◆ What needs to be done: Arrange the lines of the items below as a JSON list of strings, one string per line with blank lines omitted, starting at the line that contains "Would you mind annotating the twig" and running through the end of the items. Leave the pictures out of the list.

Point labeling samples
▶
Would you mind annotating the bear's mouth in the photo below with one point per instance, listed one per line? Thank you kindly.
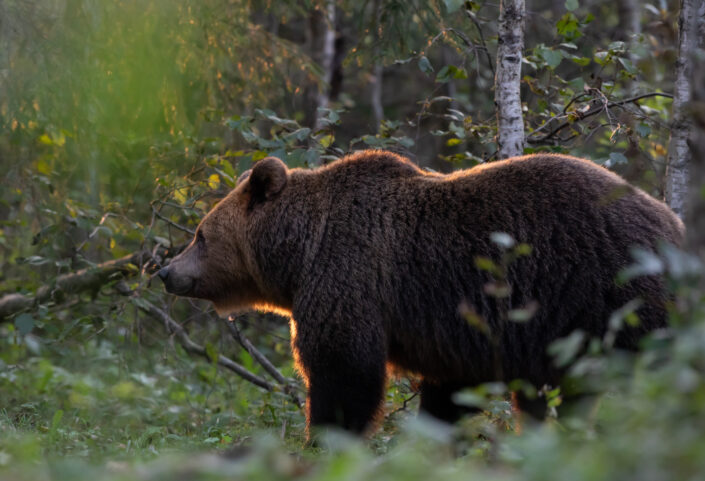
(180, 286)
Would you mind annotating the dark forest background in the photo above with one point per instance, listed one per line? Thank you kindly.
(122, 123)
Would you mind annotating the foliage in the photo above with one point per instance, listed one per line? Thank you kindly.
(122, 123)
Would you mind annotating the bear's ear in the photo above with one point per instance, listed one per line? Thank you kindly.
(243, 177)
(268, 178)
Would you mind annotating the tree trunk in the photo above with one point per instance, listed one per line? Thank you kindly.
(378, 70)
(510, 124)
(629, 12)
(679, 155)
(376, 95)
(321, 43)
(695, 217)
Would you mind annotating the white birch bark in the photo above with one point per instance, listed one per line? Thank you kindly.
(679, 155)
(695, 213)
(510, 123)
(377, 72)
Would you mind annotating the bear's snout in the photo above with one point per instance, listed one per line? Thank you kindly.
(163, 273)
(175, 284)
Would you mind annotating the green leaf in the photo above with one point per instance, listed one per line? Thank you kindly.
(571, 5)
(617, 158)
(24, 323)
(569, 27)
(552, 57)
(628, 65)
(212, 352)
(425, 65)
(643, 130)
(451, 72)
(453, 5)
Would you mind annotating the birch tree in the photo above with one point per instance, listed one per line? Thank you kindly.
(679, 155)
(510, 123)
(696, 208)
(321, 40)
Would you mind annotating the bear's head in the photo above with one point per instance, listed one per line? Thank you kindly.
(219, 264)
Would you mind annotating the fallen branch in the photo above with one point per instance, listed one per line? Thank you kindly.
(82, 280)
(192, 347)
(594, 108)
(255, 353)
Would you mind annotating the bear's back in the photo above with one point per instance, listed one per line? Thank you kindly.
(410, 240)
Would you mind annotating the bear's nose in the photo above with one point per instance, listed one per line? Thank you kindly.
(163, 273)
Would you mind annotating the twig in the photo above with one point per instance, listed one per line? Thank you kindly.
(190, 346)
(403, 406)
(600, 106)
(255, 353)
(471, 16)
(82, 280)
(171, 222)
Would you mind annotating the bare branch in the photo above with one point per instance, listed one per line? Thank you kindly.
(171, 222)
(82, 280)
(472, 17)
(594, 108)
(190, 346)
(254, 352)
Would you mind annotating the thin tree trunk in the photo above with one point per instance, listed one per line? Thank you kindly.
(321, 44)
(695, 218)
(377, 72)
(629, 12)
(376, 94)
(510, 123)
(327, 58)
(679, 155)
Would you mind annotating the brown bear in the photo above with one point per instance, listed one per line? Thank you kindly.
(373, 258)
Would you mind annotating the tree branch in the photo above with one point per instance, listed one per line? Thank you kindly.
(597, 107)
(190, 346)
(82, 280)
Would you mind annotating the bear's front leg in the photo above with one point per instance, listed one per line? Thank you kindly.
(345, 369)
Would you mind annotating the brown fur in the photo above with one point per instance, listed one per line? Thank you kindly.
(373, 258)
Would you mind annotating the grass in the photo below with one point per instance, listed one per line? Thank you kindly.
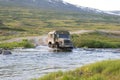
◀
◆ Exercise solution:
[
  "Would you mind annotating the twig in the photo above with one point per instance, listed one per line? Thank you kindly.",
  "(190, 346)",
  "(403, 406)",
  "(600, 106)",
  "(255, 353)",
  "(471, 16)",
  "(82, 280)",
  "(171, 222)",
  "Would you mind annotating the bare branch in the photo above with one point per instance, listed one per line? Thank you kindly.",
  "(171, 222)",
  "(82, 280)",
  "(472, 17)",
  "(594, 108)",
  "(190, 346)",
  "(254, 352)",
  "Would you mind annotating the thin tree trunk in the photo above with one point per instance, listed one per line? Thank you kindly.",
  "(321, 44)",
  "(695, 218)",
  "(377, 72)",
  "(629, 12)",
  "(376, 94)",
  "(510, 123)",
  "(327, 58)",
  "(679, 155)",
  "Would you mind annotating the brown bear in the photo above with one point per instance, listed one per line? Thank you kindly.",
  "(373, 258)",
  "Would you mind annotating the tree branch in the photo above with one point per instance, listed one per line? Thank you kindly.",
  "(597, 107)",
  "(190, 346)",
  "(82, 280)",
  "Would you mind annotating the bear's front leg in the photo above with one point per instance, listed one per line? Thank you kindly.",
  "(345, 369)",
  "Would you mind annotating the brown fur in the photo above with one point per instance, listed one per line? Thank you kindly.",
  "(373, 258)",
  "Would you mind annotating the grass in the photo below with one point per instance, listed one per line? Thank you kindly."
]